BRANO DA ESAMINARE
☆ ☆ ☆ ☆
23 settembre 2021 – “Ho avuto la sfortuna-fortuna, nella mia lunga carriera, di vedere due grandi pandemie già incardinate nella storia dell’uomo: quella dell'HIV degli Anni ’80 e quella recente del Covid”, ha dichiarato Francesco Menichetti, Direttore di Unità Operativa - U.O. Malattie Infettive azienda Ospedaliero-Universitaria Pisana, nel corso del webinar “HIV: una pandemia silenziosa. Migliorare la presa in carico del paziente: stato dell’arte e spunti per il futuro. Focus Toscana”, organizzato da Motore Sanità. “Per il Covid abbiamo un vaccino efficace, mentre non abbiamo al momento cure, tranne i monoclonali che ancora incontrano la doverosa strada di consolidamento e sviluppo. Per l’HIV sono passati oltre 40 anni e non abbiamo né un vaccino, né una terapia eradicante. Abbiamo però una efficace terapia soppressiva cronica, che determina una lunga sopravvivenza, che significa un cambio di scenario clamoroso. Abbiamo visto svilupparsi nuovi reparti di malattie infettive. Con il passaggio di un’assistenza in ospedale a un’assistenza ambulatoriale, la tentazione di riconvertire gli spazi con finalità improprie per alcuni è stata irresistibile. Ecco che arriva la pandemia da Covid, ecco che le strutture che potevano in modo solido e pronto fronteggiare questa sfida non erano preparate né attrezzate, perché quegli spazi e quei letti erano stati diversamente utilizzati e collocati. Io spero che, da parte della Regione Toscana e delle amministrazioni ospedaliere, questo sia motivo di riflessione. Ecco quindi l’altra riflessione: ha ancora senso considerare l’HIV una patologia di esclusiva competenza specialistica e gestita in ospedale? La mia risposta è no, contro il mio interesse, ma il lungo sopravvivente con infezione da HIV ha patologie concomitanti di diversa natura: vascolari, di invecchiamento, oncologiche, cardiovascolari. Oltre che a superare lo stigma della persona HIV va superato lo stigma dell’ammalato di esclusiva competenza dell’infettivologo. Ancora invece c’è molta resistenza, anche dentro l’ospedale. L’altro passaggio importante è cominciare a parlare con l’infettivologo del territorio e creare dei centri multidisciplinari e di primo livello, affinché questa patologia esca dall’ospedale e possa ricevere le cure adeguate”.
Due le risposte a questa necessità: fare rete e l’utilizzo della telemedicina, come hanno evidenziato bene la dottoressa Sabrina Bellini, Presidente LILA Toscana e Danilo Tacconi, Direttore dipartimento malattie infettive Ospedale San Donato Arezzo, chiamati a intervenire durante il dibattito.
“La LILA (Lega italiana per la lotta contro l’AIDS) non è sola in Toscana, ci sono altre associazioni con le quali facciamo rete e questo è molto importante", sono state le parole di Sabrina Bellini. "La rete per la qualità dei cittadini è un vantaggio grosso, però il lavoro da fare per mantenerla attiva ed efficiente è molto difficile. Penso si possa arrivare all’idea di questa territorialità complessa ma efficace, noi come associazione stiamo cercando di specializzare sempre di più i nostri volontari e i nostri operatori. L’operato delle associazioni si sta davvero evidenziando sempre più come qualificato e questo può essere un aiuto sia in termini di capacità di portare sul territorio la cura, sia di trovare il modo di collegarci e fare rete”.
☆ ☆ ☆ ☆
VERIFICA LA COMPRENSIONE
**A.** Trascrivi dal brano la parte che si apre con le parole contenenti "Due le risposte" e si chiude con "durante il dibattito.".
**B.** Nel brano, chi ha organizzato il webinar durante il quale è intervenuto Francesco Menichetti?

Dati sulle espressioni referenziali
☆ ☆ ☆ ☆
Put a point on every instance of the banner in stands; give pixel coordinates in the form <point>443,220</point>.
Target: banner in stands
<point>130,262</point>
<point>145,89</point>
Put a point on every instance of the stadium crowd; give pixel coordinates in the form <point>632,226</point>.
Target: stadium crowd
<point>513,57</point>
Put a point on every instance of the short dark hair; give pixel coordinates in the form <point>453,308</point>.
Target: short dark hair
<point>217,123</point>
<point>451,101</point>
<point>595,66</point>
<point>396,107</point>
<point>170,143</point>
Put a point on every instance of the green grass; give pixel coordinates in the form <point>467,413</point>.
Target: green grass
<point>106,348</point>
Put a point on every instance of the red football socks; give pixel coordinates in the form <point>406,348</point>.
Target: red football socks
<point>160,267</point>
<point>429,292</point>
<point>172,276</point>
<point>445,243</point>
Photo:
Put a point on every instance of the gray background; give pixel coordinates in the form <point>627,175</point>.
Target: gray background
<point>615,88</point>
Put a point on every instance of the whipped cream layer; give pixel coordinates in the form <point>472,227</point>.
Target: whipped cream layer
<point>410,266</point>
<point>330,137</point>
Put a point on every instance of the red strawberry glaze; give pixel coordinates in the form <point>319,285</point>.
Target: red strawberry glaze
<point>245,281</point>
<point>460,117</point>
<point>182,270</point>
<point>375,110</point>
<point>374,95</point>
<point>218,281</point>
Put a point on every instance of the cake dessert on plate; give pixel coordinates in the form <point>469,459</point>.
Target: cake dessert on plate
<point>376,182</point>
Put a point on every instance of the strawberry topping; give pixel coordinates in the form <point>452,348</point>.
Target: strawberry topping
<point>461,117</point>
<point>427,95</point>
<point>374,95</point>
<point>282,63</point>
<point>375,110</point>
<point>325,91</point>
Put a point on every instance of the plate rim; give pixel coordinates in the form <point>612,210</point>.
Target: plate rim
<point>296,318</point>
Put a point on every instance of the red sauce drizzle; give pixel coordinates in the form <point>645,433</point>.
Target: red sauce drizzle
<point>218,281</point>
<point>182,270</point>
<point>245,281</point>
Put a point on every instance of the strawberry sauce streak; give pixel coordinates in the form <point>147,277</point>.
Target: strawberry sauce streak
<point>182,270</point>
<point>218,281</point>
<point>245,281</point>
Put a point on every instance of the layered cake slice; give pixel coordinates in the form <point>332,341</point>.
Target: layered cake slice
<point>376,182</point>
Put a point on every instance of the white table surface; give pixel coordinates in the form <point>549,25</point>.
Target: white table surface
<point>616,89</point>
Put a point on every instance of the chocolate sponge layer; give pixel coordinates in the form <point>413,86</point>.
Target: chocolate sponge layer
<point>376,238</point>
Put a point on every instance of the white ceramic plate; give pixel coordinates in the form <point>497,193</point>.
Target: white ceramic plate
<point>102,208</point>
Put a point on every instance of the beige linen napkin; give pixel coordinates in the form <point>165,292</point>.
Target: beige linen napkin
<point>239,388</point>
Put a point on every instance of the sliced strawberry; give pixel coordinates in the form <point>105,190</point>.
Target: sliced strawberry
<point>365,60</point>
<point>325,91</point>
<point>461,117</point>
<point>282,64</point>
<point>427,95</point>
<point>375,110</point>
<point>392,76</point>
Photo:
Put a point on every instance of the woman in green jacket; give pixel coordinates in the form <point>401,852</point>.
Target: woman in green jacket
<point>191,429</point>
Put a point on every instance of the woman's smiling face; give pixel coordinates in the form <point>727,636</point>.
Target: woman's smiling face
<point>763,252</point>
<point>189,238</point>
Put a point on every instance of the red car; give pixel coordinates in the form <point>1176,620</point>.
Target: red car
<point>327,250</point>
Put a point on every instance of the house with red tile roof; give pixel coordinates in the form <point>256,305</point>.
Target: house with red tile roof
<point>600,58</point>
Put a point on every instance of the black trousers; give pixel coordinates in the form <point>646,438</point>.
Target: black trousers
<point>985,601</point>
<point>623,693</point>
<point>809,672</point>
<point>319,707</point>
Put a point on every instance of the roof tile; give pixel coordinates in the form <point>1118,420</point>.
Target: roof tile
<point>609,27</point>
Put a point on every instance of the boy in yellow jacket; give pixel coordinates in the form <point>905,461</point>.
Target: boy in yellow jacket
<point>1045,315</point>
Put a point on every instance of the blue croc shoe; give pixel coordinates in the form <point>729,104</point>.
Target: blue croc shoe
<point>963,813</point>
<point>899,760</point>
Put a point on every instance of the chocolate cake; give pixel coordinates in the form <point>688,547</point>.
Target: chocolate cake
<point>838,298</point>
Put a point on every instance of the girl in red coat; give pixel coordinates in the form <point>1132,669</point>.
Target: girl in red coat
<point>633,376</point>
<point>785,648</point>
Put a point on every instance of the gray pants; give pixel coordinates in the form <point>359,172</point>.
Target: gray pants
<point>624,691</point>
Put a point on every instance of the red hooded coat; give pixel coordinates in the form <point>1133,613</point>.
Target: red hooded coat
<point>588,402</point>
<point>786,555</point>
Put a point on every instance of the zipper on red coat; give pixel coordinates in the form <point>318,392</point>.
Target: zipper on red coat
☆ ☆ ☆ ☆
ESERCIZI SVOLTI
**A.**
Due le risposte a questa necessità: fare rete e l’utilizzo della telemedicina, come hanno evidenziato bene la dottoressa Sabrina Bellini, Presidente LILA Toscana e Danilo Tacconi, Direttore dipartimento malattie infettive Ospedale San Donato Arezzo, chiamati a intervenire durante il dibattito.

**B.** Motore Sanità.